#### [A block of data]
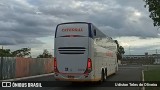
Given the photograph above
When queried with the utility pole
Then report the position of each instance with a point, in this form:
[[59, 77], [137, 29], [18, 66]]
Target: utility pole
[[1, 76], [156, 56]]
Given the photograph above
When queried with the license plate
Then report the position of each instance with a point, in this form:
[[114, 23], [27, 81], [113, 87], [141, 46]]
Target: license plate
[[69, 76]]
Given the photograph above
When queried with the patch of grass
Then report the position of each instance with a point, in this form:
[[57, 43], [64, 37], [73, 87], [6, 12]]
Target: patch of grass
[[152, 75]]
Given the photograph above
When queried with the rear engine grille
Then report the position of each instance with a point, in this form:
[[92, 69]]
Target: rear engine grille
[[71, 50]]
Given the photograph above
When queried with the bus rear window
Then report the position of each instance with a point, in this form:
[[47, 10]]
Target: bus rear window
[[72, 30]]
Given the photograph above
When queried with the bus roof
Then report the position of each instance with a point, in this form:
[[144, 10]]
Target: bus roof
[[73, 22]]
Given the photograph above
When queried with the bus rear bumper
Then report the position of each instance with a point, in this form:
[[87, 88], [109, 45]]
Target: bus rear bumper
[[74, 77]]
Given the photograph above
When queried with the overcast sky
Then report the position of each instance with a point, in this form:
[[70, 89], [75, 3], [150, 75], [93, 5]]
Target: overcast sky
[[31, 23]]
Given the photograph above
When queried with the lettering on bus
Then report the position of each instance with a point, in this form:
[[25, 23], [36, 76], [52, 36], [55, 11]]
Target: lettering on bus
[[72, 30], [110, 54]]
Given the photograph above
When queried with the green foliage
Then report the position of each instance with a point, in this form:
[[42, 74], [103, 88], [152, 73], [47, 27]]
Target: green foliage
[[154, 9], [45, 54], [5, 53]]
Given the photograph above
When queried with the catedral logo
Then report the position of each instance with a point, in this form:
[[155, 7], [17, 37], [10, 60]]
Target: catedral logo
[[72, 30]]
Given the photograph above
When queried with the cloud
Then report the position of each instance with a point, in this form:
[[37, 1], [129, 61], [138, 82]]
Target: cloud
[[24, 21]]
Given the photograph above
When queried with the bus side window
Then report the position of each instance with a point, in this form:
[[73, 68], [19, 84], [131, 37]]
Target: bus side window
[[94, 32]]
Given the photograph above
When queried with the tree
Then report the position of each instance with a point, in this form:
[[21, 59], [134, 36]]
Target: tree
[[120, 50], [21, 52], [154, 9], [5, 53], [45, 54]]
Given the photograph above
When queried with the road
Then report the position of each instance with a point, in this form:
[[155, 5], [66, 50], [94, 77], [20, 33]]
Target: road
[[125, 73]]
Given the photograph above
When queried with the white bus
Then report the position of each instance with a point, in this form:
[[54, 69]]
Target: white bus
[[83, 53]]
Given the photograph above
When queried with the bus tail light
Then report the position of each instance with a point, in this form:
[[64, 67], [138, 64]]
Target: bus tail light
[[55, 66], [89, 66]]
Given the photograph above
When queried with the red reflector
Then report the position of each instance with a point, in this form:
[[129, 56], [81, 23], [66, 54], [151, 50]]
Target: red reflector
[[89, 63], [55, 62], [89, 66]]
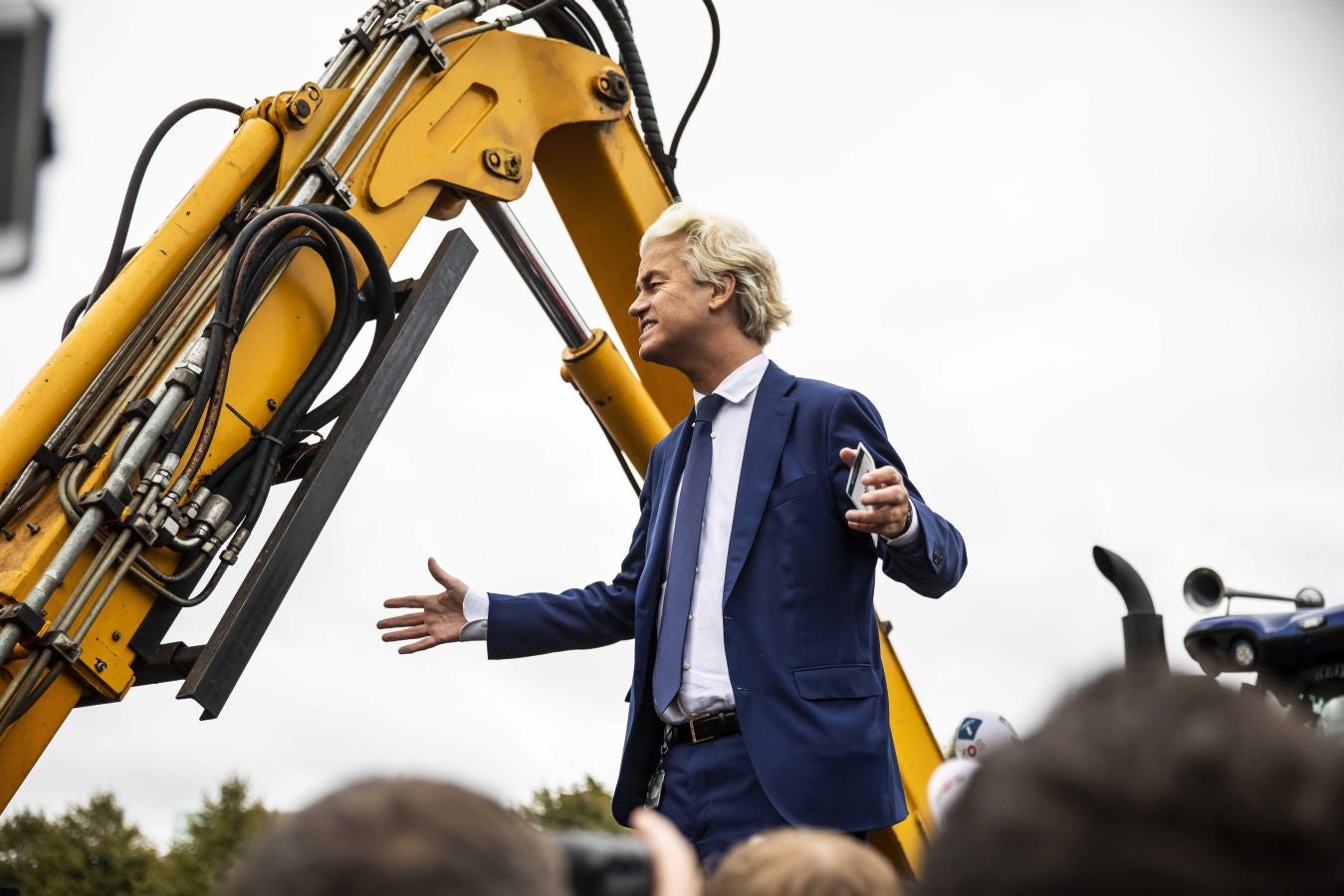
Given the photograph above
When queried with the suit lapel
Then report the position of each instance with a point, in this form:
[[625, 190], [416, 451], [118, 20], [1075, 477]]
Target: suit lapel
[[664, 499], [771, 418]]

#### [Task details]
Format the listing above as a JSON list of strings, one string per line and no blank lines, from its first line through the line containing "[[1, 76], [156, 56]]". Omit the pictures.

#### [Task result]
[
  "Given the photograph above",
  "When queried with the utility pole",
  "Then report the position of each instance with a point, in this form:",
  "[[59, 77], [137, 29], [18, 66]]",
  "Target: utility pole",
  "[[1, 76], [156, 56]]"
]